Selected excerpt:
There’s no such thing as a dead atheist. Atheist or agnostic, believer or unbeliever, all are appointed to die once and then appear before the judgment seat of Christ. Under those circumstances, every knee will bow and everyone will believe. But while atheism is non-existent in eternity, many still hold to it in this life.  

Ideas of atheism vary between different cultures and languages, but generally, atheism is seen as the belief that there is no God or the lack of belief in a god. Richard Dawkins, the Grand Mufti of atheists, describes it this way, ‘We are all atheists about most of the gods that humanity has ever believed in. Some of us just go one god further.’ He is correct. Christians do not believe in Zeus, Vishnu or Thor. Dawkins does not believe in Christ. 

Just because I have not found God in my small slice of knowledge…does not mean that God is not there.

To not believe in a specific god or group of gods is reasonable. I can even deny everything man has claimed about the divine, provided I allow room for the supernatural in some form. But to emphatically claim there is no God at all is unreasonable in the truest sense. Imagine a pizza that represented everything that can be known. Everything about the universe: about time, space and matter, and everything beyond that too. Now imagine how big a slice would represent everything you do know, or everything mankind knows collectively. Just because I have not found God in my small slice of knowledge, or in the slightly larger slice that represents all my kind, does not mean that God is not there. Reason dictates that any claim against the existence of God is a claim to absolute, exhaustive knowledge of all that can be known. Such a claim would clearly be nonsense.

Recorded data:
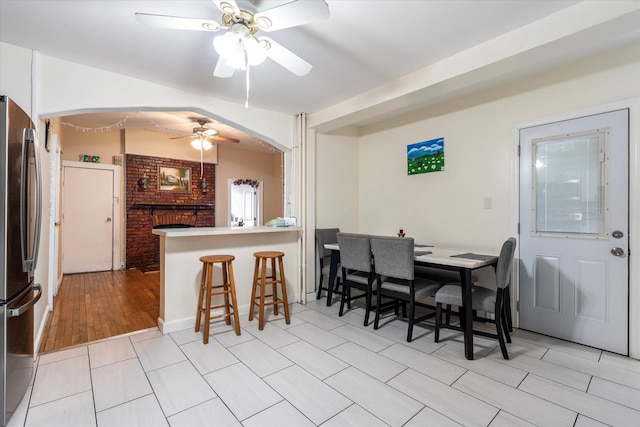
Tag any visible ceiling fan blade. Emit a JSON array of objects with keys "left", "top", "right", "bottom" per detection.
[
  {"left": 135, "top": 13, "right": 222, "bottom": 31},
  {"left": 213, "top": 0, "right": 240, "bottom": 15},
  {"left": 207, "top": 135, "right": 240, "bottom": 142},
  {"left": 254, "top": 0, "right": 329, "bottom": 31},
  {"left": 260, "top": 37, "right": 313, "bottom": 76},
  {"left": 213, "top": 57, "right": 236, "bottom": 78}
]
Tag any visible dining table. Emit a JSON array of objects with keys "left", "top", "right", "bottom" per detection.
[{"left": 324, "top": 243, "right": 498, "bottom": 360}]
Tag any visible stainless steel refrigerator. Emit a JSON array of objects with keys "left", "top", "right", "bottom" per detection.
[{"left": 0, "top": 95, "right": 42, "bottom": 426}]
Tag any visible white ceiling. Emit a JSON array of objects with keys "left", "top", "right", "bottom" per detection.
[{"left": 0, "top": 0, "right": 640, "bottom": 147}]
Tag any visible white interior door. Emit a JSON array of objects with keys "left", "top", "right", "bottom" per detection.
[
  {"left": 62, "top": 165, "right": 114, "bottom": 274},
  {"left": 520, "top": 110, "right": 629, "bottom": 354},
  {"left": 228, "top": 179, "right": 262, "bottom": 226}
]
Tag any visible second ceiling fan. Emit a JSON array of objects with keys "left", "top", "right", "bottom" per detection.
[{"left": 135, "top": 0, "right": 329, "bottom": 77}]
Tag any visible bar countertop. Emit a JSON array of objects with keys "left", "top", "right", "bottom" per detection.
[{"left": 152, "top": 225, "right": 302, "bottom": 238}]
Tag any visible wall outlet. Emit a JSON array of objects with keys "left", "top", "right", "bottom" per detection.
[{"left": 483, "top": 197, "right": 493, "bottom": 209}]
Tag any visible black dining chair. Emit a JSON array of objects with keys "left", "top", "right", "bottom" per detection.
[
  {"left": 316, "top": 228, "right": 340, "bottom": 305},
  {"left": 370, "top": 236, "right": 442, "bottom": 342},
  {"left": 337, "top": 233, "right": 377, "bottom": 326},
  {"left": 434, "top": 237, "right": 516, "bottom": 359}
]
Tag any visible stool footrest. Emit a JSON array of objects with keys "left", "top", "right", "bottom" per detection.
[{"left": 195, "top": 255, "right": 241, "bottom": 344}]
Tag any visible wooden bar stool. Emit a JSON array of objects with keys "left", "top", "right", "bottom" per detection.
[
  {"left": 249, "top": 251, "right": 290, "bottom": 330},
  {"left": 196, "top": 255, "right": 240, "bottom": 344}
]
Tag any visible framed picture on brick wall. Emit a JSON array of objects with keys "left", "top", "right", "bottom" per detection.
[{"left": 158, "top": 166, "right": 191, "bottom": 193}]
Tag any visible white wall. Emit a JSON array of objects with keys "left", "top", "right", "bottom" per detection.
[
  {"left": 0, "top": 43, "right": 299, "bottom": 354},
  {"left": 358, "top": 45, "right": 640, "bottom": 250},
  {"left": 315, "top": 135, "right": 360, "bottom": 233},
  {"left": 316, "top": 44, "right": 640, "bottom": 358}
]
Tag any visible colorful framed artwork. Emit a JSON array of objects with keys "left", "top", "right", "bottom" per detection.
[
  {"left": 407, "top": 138, "right": 444, "bottom": 175},
  {"left": 158, "top": 166, "right": 191, "bottom": 193}
]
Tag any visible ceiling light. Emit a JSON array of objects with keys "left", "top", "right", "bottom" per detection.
[
  {"left": 213, "top": 29, "right": 267, "bottom": 70},
  {"left": 191, "top": 138, "right": 213, "bottom": 150}
]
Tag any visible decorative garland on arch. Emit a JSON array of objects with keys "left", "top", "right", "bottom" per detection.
[{"left": 233, "top": 178, "right": 260, "bottom": 188}]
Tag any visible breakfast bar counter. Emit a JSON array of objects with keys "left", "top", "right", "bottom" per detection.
[{"left": 152, "top": 226, "right": 302, "bottom": 334}]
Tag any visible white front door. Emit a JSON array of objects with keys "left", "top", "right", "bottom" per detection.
[
  {"left": 519, "top": 109, "right": 629, "bottom": 354},
  {"left": 62, "top": 165, "right": 114, "bottom": 274}
]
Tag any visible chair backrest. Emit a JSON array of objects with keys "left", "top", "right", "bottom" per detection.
[
  {"left": 316, "top": 228, "right": 340, "bottom": 258},
  {"left": 337, "top": 233, "right": 372, "bottom": 272},
  {"left": 496, "top": 237, "right": 516, "bottom": 289},
  {"left": 370, "top": 236, "right": 414, "bottom": 280}
]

Given instruction 1:
In the passage on atheism, which gods does it say Christians do not believe in?
Given instruction 2:
Carry on the passage on atheism, starting after its final sentence.
The items play no part in this work.

Final answer 1:
Zeus, Vishnu, Thor

Final answer 2:
The Burden of Proof

A simple way to express this argument is, ‘Absence of evidence is not evidence of absence’. Just because you personally have not found God, does not mean He’s not there. As the astronomer Carl Sagan said, ‘An atheist is someone who is certain that God does not exist, someone who has compelling evidence against the existence of God. I know of no such compelling evidence  we would have to know a great deal more about the universe than we do now to be sure that no such God exists.’

Secular philosopher Bertrand Russell challenged this view. He wanted to demonstrate that the burden of proof  lies upon a person making a claim, rather than on those seeking to disprove it. If he were to assert, without offering proof, that a teapot orbits the sun somewhere in space, he could not, he said, expect anyone to believe him simply because he could not be proven wrong. But here Mr. Russell overlooked two things. Firstly, there is evidence for God. Secondly, the significance of the God claim is nothing like his claim of a cosmic teapot. No one has lived or died for a cosmic teapot. No one has endangered their life to translate or distribute sacred texts about a cosmic teapot. His teapot is not testified about by millions around the world. The discovery of his teapot, however significant, could have no meaningful or eternal impact on my existence. But if there is a God, that is a matter of extreme, eternal consequence. 

It is not the lack of evidence that leads people to deny God.

Some may consider the evidence for God to be mostly supernatural. But the Bible declares that, while individually someone may be without a revelation of God, naturalistically speaking, everyone has been left without excuse. Any atheist who claims they have yet to see conclusive evidence for God, deliberately overlooks the incredible fine-tuning and irreducible complexity of creation. 

God- Fearers

It is not the lack of evidence that leads people to deny God. Rejection of God is often born out of a preference, or desperate hope, for God not to exist. Paul writes about this, ‘For although they knew God, they did not honour him as God or give thanks to him, but they became futile in their thinking, and their foolish hearts were darkened.’ (Romans 1:21) What drives men to such foolishness? Peter gives us a clue in his second letter. Scoffers deliberately overlook the hand of God in creation, he says, because they also want to deny His coming judgement. If God is real and is the creator of all things, then it is to Him that we must answer. These atheists are like naïve infants with their hands over their eyes, saying, ‘You can’t see me!’ No wonder Scripture tells us, ‘The fool says in his heart ‘there is no God’’.

It is as if I insisted on perfect sunlight in order to see a solar eclipse.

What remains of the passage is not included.